**Given passage**
** begin **
RooStats: Problem for counting experiment with large numbers

Daschm · August 21, 2013, 2:33pm

Hello,

I am trying to setup RooStats such that I can reproduce 95% CLs derived upper limits on Nsig in counting eperiments with given Nobs, Nbkg and dNbkg. For that, I used the example “Counting Experiment” program given on twiki.cern.ch/twiki/bin/view/Ro … August2012

Everything works fine and I am able to reproduce most numbers given in ATLAS papers. All of these have numbers of NObs which are smaller than 6000.

However, there is one ‘exceptional’ analysis with a very large number of events, and it gives strange results. It has the following parameters:
Observed: 350932
Expected: 344400 ± 12822

First, during the evaluation RooStats gives lots of messages of

or

or sometimes

[quote] *******************************************************************************
FUNCTION VALUE DOES NOT SEEM TO DEPEND ON ANY OF THE 2 VARIABLE PARAMETERS.
VERIFY THAT STEP SIZES ARE BIG ENOUGH AND CHECK FCN LOGIC.
** end **
**Exercise set**
(1) Write out the section of the RooStats post that begins with the words "RooStats: Problem for" and ends with "smaller than 6000.".
(2) From the records, pull out the lines starting at the line containing "Ground the concrete step for me." and ending at the line containing "[187,129,209,186]", and repeat them exactly. Leave out the pictures.
The RooStats post and the records have nothing to do with each other.

**Data supplied**
** begin **
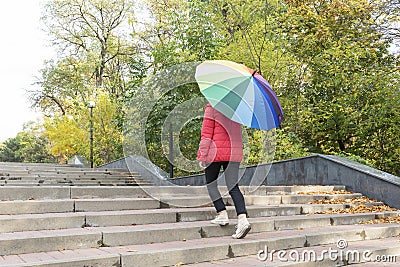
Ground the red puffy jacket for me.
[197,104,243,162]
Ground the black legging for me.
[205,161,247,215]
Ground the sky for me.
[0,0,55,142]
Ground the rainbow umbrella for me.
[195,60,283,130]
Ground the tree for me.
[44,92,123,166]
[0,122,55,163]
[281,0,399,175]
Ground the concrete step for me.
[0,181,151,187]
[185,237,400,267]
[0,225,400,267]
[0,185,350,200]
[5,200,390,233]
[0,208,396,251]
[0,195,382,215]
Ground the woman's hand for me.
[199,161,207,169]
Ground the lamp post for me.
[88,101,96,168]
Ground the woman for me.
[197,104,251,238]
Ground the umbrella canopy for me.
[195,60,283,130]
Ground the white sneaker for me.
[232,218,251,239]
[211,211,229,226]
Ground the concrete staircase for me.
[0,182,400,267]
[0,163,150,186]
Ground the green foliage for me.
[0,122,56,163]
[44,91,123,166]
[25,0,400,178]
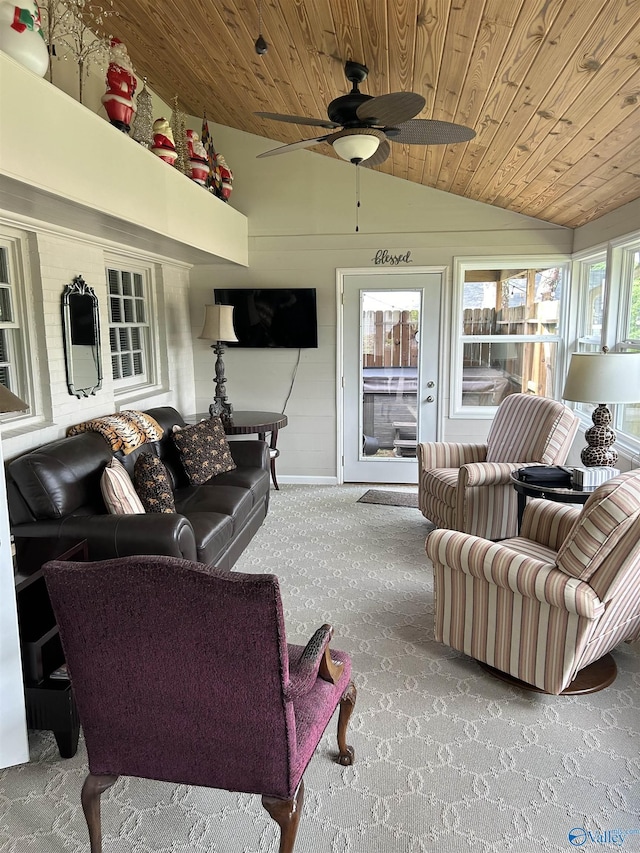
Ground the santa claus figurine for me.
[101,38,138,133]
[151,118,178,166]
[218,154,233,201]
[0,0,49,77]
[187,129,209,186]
** end **
** begin **
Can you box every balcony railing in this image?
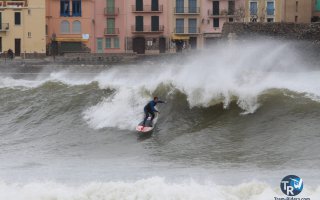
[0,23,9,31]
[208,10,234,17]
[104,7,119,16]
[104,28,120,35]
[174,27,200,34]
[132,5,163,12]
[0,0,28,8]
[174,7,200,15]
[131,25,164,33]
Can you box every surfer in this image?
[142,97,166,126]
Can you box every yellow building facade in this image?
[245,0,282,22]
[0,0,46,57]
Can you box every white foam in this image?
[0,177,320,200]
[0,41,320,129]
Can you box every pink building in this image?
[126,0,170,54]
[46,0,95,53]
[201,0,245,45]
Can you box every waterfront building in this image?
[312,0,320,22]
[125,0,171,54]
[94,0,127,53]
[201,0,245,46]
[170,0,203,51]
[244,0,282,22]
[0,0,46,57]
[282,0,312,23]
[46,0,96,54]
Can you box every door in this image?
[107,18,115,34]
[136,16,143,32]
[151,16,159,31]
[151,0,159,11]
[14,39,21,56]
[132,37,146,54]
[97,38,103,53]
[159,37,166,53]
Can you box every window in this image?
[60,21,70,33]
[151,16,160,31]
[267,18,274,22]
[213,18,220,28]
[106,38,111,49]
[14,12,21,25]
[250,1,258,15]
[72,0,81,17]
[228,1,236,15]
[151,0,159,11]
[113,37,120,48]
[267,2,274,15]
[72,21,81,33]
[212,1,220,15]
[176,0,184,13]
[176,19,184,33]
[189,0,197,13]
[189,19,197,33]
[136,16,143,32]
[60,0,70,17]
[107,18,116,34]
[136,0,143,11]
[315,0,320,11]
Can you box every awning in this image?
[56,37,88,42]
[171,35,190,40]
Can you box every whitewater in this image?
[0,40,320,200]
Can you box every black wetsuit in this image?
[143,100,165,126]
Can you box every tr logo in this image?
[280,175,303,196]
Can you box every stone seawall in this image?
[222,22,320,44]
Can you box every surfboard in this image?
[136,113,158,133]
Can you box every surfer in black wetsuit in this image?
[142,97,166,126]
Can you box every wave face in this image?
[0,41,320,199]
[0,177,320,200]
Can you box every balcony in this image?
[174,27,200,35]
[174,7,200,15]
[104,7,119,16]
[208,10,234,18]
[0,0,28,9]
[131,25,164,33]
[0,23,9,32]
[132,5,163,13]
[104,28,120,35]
** end **
** begin **
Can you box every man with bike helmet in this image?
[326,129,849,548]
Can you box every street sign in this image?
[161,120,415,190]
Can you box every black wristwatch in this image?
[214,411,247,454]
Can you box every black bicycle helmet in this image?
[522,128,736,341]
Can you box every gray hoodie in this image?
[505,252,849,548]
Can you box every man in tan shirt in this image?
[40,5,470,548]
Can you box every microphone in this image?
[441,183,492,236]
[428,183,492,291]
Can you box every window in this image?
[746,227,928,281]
** end **
**Results of the tasks**
(1)
RooStats: Problem for counting experiment with large numbers

Daschm · August 21, 2013, 2:33pm

Hello,

I am trying to setup RooStats such that I can reproduce 95% CLs derived upper limits on Nsig in counting eperiments with given Nobs, Nbkg and dNbkg. For that, I used the example “Counting Experiment” program given on twiki.cern.ch/twiki/bin/view/Ro … August2012

Everything works fine and I am able to reproduce most numbers given in ATLAS papers. All of these have numbers of NObs which are smaller than 6000.

(2)
Ground the concrete step for me.
[0,181,151,187]
[185,237,400,267]
[0,225,400,267]
[0,185,350,200]
[5,200,390,233]
[0,208,396,251]
[0,195,382,215]
Ground the woman's hand for me.
[199,161,207,169]
Ground the lamp post for me.
[88,101,96,168]
Ground the woman for me.
[197,104,251,238]
Ground the umbrella canopy for me.
[195,60,283,130]
Ground the white sneaker for me.
[232,218,251,239]
[211,211,229,226]
Ground the concrete staircase for me.
[0,182,400,267]
[0,163,150,186]
Ground the green foliage for me.
[0,122,56,163]
[44,91,123,166]
[25,0,400,178]
Ground the santa claus figurine for me.
[101,38,138,133]
[151,118,178,166]
[218,154,233,201]
[0,0,49,77]
[187,129,209,186]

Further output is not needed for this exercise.